> [Dataset entries]:
• • • •

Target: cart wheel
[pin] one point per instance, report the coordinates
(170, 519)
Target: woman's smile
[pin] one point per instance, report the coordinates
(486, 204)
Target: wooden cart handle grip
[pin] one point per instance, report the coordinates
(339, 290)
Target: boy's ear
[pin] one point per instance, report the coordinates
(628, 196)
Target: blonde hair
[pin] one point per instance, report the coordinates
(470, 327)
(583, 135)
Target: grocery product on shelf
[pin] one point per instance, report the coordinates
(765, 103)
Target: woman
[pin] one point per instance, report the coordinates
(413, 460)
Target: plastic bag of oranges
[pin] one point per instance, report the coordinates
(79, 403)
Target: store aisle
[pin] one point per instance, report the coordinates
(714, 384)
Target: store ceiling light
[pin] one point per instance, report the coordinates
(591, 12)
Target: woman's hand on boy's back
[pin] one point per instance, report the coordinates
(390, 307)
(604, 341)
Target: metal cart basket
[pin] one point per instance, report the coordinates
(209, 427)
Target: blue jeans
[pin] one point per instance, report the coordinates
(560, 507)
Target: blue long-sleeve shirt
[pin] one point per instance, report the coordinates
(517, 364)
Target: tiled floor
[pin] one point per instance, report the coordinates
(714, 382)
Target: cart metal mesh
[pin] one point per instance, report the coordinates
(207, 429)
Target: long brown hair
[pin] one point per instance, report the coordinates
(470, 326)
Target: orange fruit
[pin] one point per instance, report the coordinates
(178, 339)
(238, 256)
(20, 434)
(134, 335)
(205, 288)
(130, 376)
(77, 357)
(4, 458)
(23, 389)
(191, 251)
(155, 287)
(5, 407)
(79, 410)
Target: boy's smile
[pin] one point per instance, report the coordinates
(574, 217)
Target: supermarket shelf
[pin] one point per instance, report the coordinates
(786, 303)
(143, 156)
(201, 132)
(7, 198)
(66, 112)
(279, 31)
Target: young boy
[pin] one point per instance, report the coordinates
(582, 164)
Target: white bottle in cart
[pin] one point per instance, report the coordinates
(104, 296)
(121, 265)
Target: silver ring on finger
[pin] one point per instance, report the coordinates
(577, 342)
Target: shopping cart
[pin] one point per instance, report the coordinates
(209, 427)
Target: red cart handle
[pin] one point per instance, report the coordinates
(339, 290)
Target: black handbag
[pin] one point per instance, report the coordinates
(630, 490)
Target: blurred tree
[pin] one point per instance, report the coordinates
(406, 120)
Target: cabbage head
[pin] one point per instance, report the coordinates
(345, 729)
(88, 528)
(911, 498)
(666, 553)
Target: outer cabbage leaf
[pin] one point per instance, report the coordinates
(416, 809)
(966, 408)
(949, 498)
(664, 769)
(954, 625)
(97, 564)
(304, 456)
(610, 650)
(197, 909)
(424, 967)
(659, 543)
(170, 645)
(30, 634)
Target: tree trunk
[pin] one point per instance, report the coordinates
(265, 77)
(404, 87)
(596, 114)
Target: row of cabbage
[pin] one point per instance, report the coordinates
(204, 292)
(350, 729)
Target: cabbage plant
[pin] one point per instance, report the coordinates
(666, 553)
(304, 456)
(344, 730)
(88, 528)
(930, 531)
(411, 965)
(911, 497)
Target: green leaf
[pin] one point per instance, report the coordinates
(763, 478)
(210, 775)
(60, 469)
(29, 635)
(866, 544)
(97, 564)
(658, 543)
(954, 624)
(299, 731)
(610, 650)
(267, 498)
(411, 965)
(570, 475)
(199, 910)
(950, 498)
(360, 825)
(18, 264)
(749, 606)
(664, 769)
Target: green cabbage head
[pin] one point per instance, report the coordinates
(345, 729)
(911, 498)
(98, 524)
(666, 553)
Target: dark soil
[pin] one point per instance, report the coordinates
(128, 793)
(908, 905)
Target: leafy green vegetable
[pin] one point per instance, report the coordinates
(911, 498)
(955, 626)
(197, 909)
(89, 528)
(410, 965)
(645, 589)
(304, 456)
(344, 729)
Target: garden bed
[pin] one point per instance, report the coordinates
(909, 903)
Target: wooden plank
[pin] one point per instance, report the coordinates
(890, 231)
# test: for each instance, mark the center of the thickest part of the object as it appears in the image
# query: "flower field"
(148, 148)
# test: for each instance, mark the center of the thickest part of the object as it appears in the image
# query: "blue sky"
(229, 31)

• • • •

> [WHAT TO PRODUCE]:
Repeat each entry above exactly as shown.

> [REPLY TO THE TASK]:
Target: cart wheel
[pin] one point per instance, report the coordinates
(170, 519)
Target: woman's smile
[pin] one point per instance, report the coordinates
(486, 204)
Target: wooden cart handle grip
[pin] one point per instance, report the coordinates
(339, 290)
Target: boy's ear
[pin] one point per instance, report the coordinates
(628, 196)
Target: blonde hair
[pin] one point per instance, report the coordinates
(470, 327)
(583, 135)
Target: grocery product on shelf
[pin] one point per instance, report the coordinates
(765, 103)
Target: woman
[pin] one point per instance, report the coordinates
(413, 460)
Target: plastic bag of oranges
[pin] one point per instance, report the coordinates
(79, 403)
Target: store aisle
[pin] one point per instance, report the coordinates
(714, 384)
Target: store ceiling light
[pin] one point per instance, report the coordinates
(591, 12)
Target: woman's hand on boy's back
[pin] one point per instance, report the coordinates
(390, 307)
(604, 341)
Target: metal cart basket
[pin] one point per instance, report the coordinates
(209, 427)
Target: blue jeans
[pin] one point per instance, report the coordinates
(560, 507)
Target: blue long-sleeve shirt
[pin] one point per instance, report the coordinates
(517, 364)
Target: tiled floor
[pin] one point per instance, report the coordinates
(714, 382)
Target: cart metal mesh
[pin] one point per instance, report the coordinates
(207, 429)
Target: long brown hair
[pin] one point per instance, report the coordinates
(470, 326)
Target: orange fruit
[pin] one point per instance, report the coordinates
(178, 339)
(238, 256)
(20, 434)
(134, 335)
(205, 288)
(130, 376)
(77, 357)
(4, 458)
(23, 389)
(191, 251)
(155, 287)
(5, 407)
(79, 410)
Target: boy's smile
[pin] one point per instance, report the coordinates
(574, 217)
Target: supermarket shelf
[pin] one point per instance, report the coordinates
(786, 303)
(143, 156)
(201, 132)
(7, 198)
(66, 112)
(279, 31)
Target: young boy
[pin] one point per instance, report the coordinates
(582, 164)
Target: white bottle in cart
[pin] one point per instance, report the coordinates
(104, 296)
(121, 265)
Target: silver ring on finger
[pin] one point per instance, report the coordinates
(577, 342)
Target: shopping cart
[pin] one point per instance, report the coordinates
(209, 427)
Target: red cart handle
[pin] one point per instance, report the coordinates
(339, 290)
Target: black handbag
[pin] one point per instance, report the coordinates
(630, 490)
Target: blurred tree
[pin] one point per instance, report the coordinates
(406, 120)
Target: cabbage head
[pin] one point per instance, report the coordinates
(345, 729)
(88, 528)
(911, 498)
(666, 553)
Target: outer cabbage leaf
[pin] one point per instance, report the coordinates
(416, 809)
(966, 408)
(949, 498)
(664, 769)
(954, 625)
(97, 564)
(304, 456)
(610, 650)
(197, 909)
(424, 967)
(659, 543)
(170, 645)
(30, 634)
Target: tree trunk
[pin] one point per instance, report the coordinates
(265, 77)
(404, 87)
(596, 114)
Target: row of cabbage
[pin] one point per instance, report the coordinates
(204, 292)
(350, 729)
Target: cabbage plant
[pin] one point per instance, report the coordinates
(666, 553)
(304, 456)
(344, 730)
(88, 528)
(930, 531)
(411, 965)
(911, 497)
Target: green leaf
[pin] one point per instance, report the coordinates
(763, 478)
(210, 775)
(60, 469)
(29, 635)
(866, 544)
(97, 564)
(658, 543)
(954, 624)
(299, 731)
(610, 650)
(267, 498)
(411, 965)
(570, 475)
(199, 910)
(950, 498)
(360, 825)
(18, 264)
(749, 606)
(664, 769)
Target: green cabbage head
[pin] one point per instance, report the coordinates
(345, 729)
(911, 498)
(98, 524)
(666, 553)
Target: dark soil
[pin] one point per instance, report the coordinates
(128, 793)
(908, 905)
Target: leafy green vegetable
[pin] one point per instance, report the coordinates
(911, 498)
(955, 626)
(197, 909)
(89, 528)
(410, 965)
(645, 589)
(304, 456)
(344, 729)
Target: garden bed
[pin] one point per instance, report the coordinates
(909, 903)
Target: wooden plank
[pin] one point per instance, report the coordinates
(890, 231)
# test: for each instance, mark the center of the thickest part of the object as it appears in the image
# query: "flower field"
(148, 148)
# test: for each instance, mark the center of the thickest part of the object as it appears in the image
# query: "blue sky"
(229, 31)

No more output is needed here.